-- Information given follows --

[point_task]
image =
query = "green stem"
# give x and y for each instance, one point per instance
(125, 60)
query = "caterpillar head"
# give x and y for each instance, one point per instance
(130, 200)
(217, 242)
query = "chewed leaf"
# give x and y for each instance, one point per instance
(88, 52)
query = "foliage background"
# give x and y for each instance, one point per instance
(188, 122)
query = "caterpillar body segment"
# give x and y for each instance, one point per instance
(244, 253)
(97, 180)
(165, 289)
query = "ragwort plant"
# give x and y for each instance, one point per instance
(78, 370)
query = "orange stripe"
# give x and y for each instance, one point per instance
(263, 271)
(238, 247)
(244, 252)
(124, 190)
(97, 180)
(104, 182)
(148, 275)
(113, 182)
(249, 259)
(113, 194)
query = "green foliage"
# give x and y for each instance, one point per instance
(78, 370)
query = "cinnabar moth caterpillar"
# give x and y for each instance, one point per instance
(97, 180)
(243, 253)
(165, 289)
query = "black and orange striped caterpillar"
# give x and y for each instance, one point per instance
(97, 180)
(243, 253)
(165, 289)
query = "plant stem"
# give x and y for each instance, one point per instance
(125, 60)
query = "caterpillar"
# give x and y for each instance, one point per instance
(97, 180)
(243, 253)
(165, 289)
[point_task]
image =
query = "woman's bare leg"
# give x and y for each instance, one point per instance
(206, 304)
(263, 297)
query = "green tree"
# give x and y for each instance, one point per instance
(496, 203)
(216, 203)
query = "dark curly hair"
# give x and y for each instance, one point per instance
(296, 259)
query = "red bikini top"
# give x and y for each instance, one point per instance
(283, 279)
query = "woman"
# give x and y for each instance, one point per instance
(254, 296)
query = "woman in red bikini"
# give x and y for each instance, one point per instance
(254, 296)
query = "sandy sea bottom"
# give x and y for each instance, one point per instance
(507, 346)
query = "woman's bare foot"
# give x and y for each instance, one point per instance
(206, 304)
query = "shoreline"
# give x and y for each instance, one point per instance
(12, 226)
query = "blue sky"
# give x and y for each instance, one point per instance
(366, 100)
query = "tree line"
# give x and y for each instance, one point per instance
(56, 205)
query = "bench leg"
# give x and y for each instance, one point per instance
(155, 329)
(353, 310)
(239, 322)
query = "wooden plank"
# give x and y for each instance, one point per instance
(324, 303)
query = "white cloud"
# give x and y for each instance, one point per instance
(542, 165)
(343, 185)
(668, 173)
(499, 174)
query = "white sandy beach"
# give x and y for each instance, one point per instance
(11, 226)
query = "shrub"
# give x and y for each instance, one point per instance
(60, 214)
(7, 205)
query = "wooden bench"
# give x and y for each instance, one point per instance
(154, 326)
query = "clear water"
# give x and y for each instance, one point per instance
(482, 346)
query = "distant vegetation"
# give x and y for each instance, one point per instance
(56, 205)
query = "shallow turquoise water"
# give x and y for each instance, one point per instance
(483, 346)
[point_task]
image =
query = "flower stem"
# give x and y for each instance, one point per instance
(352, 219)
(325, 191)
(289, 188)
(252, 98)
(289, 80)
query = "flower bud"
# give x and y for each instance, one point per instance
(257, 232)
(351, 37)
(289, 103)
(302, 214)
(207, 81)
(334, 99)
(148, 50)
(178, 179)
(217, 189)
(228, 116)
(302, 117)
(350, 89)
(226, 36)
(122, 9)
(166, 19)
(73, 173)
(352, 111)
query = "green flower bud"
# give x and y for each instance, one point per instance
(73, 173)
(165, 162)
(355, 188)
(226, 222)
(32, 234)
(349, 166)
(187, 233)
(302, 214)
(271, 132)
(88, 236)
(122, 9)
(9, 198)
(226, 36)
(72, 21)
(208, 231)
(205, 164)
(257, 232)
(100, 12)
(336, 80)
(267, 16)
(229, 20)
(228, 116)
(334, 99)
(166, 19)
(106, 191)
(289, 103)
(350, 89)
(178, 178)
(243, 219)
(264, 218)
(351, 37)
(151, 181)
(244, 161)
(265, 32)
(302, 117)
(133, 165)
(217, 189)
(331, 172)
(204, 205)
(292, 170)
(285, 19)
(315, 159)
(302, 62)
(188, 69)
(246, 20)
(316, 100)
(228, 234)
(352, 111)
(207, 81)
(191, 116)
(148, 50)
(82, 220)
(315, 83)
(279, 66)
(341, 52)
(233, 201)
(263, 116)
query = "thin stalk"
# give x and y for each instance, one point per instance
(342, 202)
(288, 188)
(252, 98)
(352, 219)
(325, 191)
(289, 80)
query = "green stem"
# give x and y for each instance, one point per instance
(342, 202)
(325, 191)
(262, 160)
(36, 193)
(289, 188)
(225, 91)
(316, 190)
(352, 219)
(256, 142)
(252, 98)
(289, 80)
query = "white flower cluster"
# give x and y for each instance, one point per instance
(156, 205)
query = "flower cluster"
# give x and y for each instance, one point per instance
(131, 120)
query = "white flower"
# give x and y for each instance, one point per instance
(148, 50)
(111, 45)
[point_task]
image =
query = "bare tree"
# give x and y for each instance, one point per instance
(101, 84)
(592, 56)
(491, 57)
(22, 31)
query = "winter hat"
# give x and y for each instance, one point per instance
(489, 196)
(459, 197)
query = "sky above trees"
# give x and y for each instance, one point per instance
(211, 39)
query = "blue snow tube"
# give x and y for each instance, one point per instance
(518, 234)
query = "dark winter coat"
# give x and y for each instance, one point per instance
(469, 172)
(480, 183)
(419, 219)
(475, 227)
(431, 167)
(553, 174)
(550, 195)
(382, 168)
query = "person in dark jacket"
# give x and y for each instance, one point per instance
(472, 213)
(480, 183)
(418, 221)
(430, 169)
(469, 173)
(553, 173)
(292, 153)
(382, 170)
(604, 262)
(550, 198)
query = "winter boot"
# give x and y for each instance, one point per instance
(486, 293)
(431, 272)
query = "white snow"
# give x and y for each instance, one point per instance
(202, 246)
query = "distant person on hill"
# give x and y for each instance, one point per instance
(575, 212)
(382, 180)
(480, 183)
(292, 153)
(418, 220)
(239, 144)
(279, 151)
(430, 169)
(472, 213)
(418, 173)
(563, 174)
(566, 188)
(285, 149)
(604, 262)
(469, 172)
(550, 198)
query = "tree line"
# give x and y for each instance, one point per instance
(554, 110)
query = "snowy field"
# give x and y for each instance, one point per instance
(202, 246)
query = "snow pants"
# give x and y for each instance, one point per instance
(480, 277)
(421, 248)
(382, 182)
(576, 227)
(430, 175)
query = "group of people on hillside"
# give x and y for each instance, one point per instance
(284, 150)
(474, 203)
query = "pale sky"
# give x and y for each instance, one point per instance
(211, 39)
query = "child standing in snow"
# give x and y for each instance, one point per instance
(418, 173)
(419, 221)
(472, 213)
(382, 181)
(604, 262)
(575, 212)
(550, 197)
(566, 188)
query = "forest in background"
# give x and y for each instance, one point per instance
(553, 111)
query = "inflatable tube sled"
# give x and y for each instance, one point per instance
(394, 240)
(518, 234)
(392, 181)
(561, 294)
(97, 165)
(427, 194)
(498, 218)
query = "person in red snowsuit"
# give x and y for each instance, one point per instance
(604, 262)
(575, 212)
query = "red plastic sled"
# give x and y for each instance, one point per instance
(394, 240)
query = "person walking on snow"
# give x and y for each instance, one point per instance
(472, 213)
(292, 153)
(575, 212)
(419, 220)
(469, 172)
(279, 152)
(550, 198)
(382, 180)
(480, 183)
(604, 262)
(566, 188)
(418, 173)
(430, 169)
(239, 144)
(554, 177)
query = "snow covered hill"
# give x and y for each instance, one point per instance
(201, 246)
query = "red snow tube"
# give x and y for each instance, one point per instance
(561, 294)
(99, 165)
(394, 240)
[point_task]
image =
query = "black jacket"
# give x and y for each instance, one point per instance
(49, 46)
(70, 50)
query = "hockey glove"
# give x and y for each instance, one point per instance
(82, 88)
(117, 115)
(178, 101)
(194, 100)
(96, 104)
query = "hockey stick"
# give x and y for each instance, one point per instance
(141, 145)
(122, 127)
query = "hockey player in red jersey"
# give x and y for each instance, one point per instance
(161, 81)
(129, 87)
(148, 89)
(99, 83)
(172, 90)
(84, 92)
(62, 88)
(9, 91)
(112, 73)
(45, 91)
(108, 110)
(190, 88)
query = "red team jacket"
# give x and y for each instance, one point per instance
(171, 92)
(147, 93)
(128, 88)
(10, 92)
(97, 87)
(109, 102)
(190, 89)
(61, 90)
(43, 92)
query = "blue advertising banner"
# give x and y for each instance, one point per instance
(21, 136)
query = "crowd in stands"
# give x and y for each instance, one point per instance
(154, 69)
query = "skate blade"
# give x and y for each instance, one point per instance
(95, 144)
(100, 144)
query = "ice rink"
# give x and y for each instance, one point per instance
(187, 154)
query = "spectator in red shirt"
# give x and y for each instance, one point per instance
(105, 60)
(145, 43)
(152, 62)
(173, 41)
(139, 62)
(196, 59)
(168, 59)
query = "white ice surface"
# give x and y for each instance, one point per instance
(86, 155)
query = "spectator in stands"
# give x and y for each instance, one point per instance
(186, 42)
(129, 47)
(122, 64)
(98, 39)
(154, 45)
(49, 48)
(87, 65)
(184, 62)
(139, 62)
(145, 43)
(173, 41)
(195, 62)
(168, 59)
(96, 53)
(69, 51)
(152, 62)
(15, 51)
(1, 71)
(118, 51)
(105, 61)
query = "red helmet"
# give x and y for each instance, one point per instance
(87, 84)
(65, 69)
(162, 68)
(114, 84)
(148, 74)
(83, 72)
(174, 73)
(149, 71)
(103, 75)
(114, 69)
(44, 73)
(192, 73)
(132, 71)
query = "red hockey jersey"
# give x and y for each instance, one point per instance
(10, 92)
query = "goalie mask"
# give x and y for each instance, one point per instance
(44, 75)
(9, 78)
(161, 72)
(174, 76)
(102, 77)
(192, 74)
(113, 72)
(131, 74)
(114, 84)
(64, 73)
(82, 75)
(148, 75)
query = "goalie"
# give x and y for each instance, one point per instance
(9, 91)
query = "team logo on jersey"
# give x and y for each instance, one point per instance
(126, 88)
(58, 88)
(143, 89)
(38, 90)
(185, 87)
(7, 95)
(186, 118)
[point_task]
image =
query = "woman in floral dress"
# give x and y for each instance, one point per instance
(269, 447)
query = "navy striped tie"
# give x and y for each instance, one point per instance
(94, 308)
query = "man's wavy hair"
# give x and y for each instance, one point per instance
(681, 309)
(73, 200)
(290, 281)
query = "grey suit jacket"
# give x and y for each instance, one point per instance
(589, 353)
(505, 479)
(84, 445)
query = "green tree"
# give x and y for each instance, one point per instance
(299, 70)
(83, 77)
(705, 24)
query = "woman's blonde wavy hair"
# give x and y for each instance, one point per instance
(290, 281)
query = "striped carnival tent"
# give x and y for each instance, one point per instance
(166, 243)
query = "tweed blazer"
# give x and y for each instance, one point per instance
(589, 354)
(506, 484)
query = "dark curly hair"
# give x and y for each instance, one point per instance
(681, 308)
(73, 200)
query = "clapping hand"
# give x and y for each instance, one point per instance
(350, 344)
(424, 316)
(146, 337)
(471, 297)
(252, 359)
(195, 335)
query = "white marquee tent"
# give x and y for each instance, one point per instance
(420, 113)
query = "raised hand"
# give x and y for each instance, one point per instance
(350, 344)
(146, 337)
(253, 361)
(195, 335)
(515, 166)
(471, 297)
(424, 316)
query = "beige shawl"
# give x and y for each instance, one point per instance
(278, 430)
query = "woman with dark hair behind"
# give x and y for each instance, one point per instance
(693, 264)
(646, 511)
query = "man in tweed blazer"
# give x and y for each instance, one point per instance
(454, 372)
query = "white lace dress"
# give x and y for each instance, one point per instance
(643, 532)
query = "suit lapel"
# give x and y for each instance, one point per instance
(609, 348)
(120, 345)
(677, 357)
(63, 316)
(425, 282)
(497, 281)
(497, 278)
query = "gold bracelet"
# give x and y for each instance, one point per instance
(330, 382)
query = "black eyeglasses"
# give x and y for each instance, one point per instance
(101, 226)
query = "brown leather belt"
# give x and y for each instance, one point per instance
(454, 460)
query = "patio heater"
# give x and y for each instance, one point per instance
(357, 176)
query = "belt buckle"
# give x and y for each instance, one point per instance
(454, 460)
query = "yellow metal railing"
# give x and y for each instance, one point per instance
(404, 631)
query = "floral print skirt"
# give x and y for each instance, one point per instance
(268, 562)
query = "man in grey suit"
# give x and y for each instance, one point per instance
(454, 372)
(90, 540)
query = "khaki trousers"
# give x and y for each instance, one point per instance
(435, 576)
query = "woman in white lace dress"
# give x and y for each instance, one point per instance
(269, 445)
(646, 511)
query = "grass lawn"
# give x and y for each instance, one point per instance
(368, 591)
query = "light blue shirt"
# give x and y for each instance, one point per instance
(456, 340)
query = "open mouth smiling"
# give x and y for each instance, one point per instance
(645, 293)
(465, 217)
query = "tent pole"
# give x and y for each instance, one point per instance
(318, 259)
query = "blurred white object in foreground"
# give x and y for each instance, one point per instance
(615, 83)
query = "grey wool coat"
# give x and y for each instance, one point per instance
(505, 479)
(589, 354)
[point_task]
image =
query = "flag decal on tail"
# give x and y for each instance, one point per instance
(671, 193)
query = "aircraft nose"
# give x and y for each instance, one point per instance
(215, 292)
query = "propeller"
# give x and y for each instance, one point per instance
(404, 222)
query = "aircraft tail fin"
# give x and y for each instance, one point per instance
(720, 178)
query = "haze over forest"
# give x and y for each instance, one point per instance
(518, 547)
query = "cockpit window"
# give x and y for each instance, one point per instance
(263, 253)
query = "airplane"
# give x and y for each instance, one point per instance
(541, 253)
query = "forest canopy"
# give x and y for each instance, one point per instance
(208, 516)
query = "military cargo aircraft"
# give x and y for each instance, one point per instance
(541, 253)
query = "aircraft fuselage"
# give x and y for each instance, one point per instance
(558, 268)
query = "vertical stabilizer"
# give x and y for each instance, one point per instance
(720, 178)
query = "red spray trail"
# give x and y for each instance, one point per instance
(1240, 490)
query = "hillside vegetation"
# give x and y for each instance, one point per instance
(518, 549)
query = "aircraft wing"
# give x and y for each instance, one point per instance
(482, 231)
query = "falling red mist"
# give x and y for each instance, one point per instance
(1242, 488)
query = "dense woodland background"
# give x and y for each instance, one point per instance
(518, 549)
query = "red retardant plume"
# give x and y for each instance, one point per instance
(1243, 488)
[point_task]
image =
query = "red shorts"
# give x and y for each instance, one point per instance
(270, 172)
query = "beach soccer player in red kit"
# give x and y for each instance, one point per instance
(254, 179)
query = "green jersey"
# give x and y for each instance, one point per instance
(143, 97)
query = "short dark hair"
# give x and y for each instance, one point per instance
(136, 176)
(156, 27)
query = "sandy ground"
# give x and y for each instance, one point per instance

-- Information given concluded --

Once you find the line containing "and orange striped", stop: reproduce exactly that line and every line of the data before it, and nothing else.

#### Problem solution:
[point_task]
image =
query = "green stem"
# give x and y for each instance, one point per instance
(125, 60)
query = "caterpillar head"
# give x and y for each instance, one point per instance
(130, 200)
(217, 242)
query = "chewed leaf"
# give x and y for each instance, one point per instance
(88, 52)
query = "foliage background"
# give x and y for each instance, one point per instance
(188, 122)
query = "caterpillar body segment"
# give x and y for each instance, one point per instance
(244, 253)
(97, 180)
(165, 289)
query = "ragwort plant"
# give x and y for each instance, one point per instance
(78, 370)
query = "orange stripe"
# give x and y for each instance, one point per instance
(263, 271)
(238, 247)
(244, 252)
(124, 190)
(97, 180)
(104, 182)
(148, 275)
(113, 182)
(249, 259)
(113, 194)
query = "green foliage"
# give x and y for each instance, one point per instance
(78, 370)
query = "cinnabar moth caterpillar"
# give x and y for each instance, one point per instance
(97, 180)
(243, 253)
(165, 289)
query = "black and orange striped caterpillar"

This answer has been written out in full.